[Coordinate annotation entries]
------
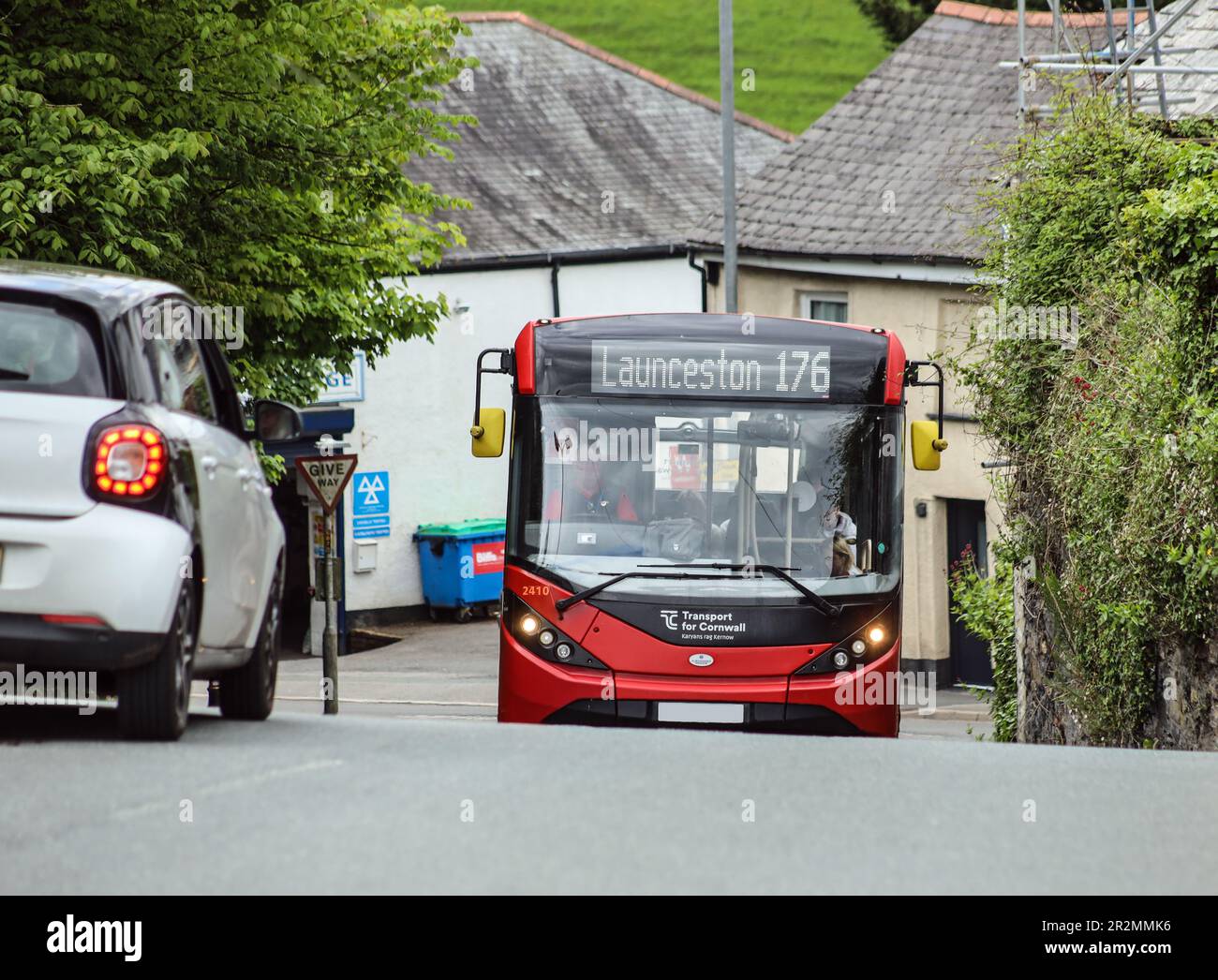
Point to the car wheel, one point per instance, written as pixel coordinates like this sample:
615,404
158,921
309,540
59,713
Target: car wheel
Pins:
248,691
154,699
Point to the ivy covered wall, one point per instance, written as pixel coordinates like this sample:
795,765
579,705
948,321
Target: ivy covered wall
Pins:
1107,229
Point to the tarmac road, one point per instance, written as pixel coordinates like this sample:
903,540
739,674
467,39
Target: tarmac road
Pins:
312,804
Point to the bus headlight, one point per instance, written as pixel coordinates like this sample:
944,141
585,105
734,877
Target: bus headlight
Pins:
541,639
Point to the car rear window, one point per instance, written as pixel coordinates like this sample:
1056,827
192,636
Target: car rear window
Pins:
44,349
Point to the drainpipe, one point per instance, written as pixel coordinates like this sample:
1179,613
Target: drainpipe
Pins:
702,275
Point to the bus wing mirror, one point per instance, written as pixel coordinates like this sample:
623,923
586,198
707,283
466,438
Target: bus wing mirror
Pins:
927,444
487,435
488,423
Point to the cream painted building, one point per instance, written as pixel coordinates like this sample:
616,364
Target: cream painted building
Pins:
868,219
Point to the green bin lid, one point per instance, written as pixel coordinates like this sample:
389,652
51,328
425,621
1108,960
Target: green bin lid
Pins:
468,528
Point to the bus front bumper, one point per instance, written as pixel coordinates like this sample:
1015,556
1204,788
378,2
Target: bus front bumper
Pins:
859,703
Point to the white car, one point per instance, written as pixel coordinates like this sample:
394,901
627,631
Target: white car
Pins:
137,531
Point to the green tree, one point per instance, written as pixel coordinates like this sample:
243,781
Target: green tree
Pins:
250,151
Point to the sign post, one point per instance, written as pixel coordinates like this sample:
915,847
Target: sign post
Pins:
327,476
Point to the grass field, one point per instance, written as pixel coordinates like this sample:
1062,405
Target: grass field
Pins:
804,53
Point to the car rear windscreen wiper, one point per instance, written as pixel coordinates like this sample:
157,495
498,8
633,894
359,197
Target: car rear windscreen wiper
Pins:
824,605
571,601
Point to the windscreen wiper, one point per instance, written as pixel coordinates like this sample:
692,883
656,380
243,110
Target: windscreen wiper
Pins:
824,605
571,601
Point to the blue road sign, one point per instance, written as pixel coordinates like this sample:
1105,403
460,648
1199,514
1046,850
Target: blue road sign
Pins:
369,512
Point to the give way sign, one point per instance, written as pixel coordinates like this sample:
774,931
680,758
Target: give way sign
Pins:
327,476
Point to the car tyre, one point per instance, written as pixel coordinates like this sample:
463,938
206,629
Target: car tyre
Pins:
154,699
248,691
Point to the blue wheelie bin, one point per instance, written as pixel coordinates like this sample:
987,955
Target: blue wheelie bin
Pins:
462,566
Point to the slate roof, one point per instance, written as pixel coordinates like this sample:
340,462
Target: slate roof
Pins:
892,171
563,126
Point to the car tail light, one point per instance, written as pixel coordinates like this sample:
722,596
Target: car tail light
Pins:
129,462
59,620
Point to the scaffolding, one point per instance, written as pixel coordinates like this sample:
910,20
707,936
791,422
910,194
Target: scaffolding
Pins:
1120,60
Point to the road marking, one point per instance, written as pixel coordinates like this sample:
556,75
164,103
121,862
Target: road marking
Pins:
228,785
388,702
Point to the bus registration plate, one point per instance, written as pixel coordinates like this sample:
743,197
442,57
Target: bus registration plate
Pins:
705,712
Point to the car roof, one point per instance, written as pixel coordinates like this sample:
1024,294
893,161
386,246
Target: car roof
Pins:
108,292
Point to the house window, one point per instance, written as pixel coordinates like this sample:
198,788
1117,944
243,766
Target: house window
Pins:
824,305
------
The request
Quote the preceding listing precisely and completely, omitting its images.

Solution to the exercise
Point to the car wheel, one point per instance, written as pixel coordinates like this sample:
615,404
158,921
309,540
59,713
Target: car wheel
Pins:
248,691
154,699
Point to the ivy covered wall, one point per instance, written as pixel coordinates like this sample:
795,765
579,705
948,321
Target: ivy covered wall
Pins:
1107,229
Point to the tarmac road, one point per instance, written as pixel coordinates like this sample:
903,540
739,674
467,39
Target: tarmac road
Pins:
312,804
Point to the bus headlight, one point per instance, written as pixel coordinates like this sample:
944,141
585,105
734,877
Target: bus headlight
Pins:
541,639
Point to the car rear window, one point per instance, written as pixel coordinates like this sample:
1056,827
192,636
Target: car rear window
Pins:
44,349
Point to the drainpipe, one point per instance, written as pixel coordinates like this sample:
1179,613
Target: drainpipe
Pins:
702,275
Point to the bus wing mirror, one point per instance, written as pixel coordinates like this sample:
623,923
586,198
707,283
466,438
Target: bus wing mirror
Pins:
927,444
487,435
488,423
Point to the cream painted building, one point per instance, written as pixel coordinates like this sample:
616,364
Target: cream painted building
Pins:
868,219
Point to the green bin lid, one point per instance, written as pixel coordinates like this sample:
389,652
51,328
425,621
1108,960
Target: green bin lid
Pins:
468,528
Point to the bus front bumper, one point per instance, written as pixel coordinates like this sample:
1015,556
1204,788
378,2
Target: bus front bumper
Pins:
859,703
Point to the white car, one point per instance, written as pixel coordinates like this sample:
394,901
627,631
Target: white car
Pins:
137,531
Point to the green tree, one point per instance, written as pixel coordinates like this sample:
243,781
Target: green tree
Pins:
250,151
Point to the sign post, one point per instance, written as pixel coordinates like this sample:
915,847
Target: sign post
Pins:
327,476
Point to the grass field, one point per instance, written as pixel coordinates like this sample:
1062,405
Target: grass field
Pins:
804,53
Point to the car rear windscreen wiper, one point per instance, written as pixel coordinates like this sample:
157,495
498,8
633,894
359,197
Target: car rear windscreen wiper
Pins:
824,605
571,601
Point to the windscreen wiper, one point per instance, written as pixel coordinates like this sample:
692,883
656,380
243,110
Target: windscreen wiper
Pins:
824,605
571,601
Point to the blue road sign, one point per instance, written as pixel coordinates like this sample:
1105,403
460,648
1199,514
1046,850
Target: blue road sign
Pins:
369,512
Point to the give way sign, one point per instance, written as pixel coordinates like this sample:
774,931
680,758
Target: give way sign
Pins:
327,476
Point to the car tyre, one point per instance, written as pixel coordinates like this sample:
463,938
206,629
Target: car tyre
Pins:
154,699
248,691
Point to the blue wheelie bin, one point per instance, written as pixel coordinates like this sample:
987,955
Target: blue wheelie bin
Pins:
462,566
Point to the slate roof, one point per instance, written as pixel coordinates like this sample:
340,462
Target: slate roof
Pins:
892,171
563,126
Point to the car tail light, one point per instance, written as pixel coordinates like this sample:
722,596
Target: car tail light
Pins:
129,462
59,620
Point to the scaffolding, one point per instance, written as pixel coordinates like this sample:
910,20
707,936
791,422
910,194
Target: scaffolding
Pins:
1120,60
Point to the road marking, one point per instance, written as pixel coordinates like this sample:
556,75
164,103
121,862
Target: road marking
Pins:
228,785
388,702
Point to the bus registration plate, one point per instance, written as pixel coordinates like this sample:
743,197
442,57
Target: bus registration plate
Pins:
705,712
Point to the car roof, one point per instance, written as pixel coordinates like this sample:
1024,294
893,161
386,246
Target: car roof
Pins:
108,292
Point to the house window, one point per instance, written as pixel coordinates like this sample:
198,788
1117,944
243,766
Target: house window
Pins:
824,305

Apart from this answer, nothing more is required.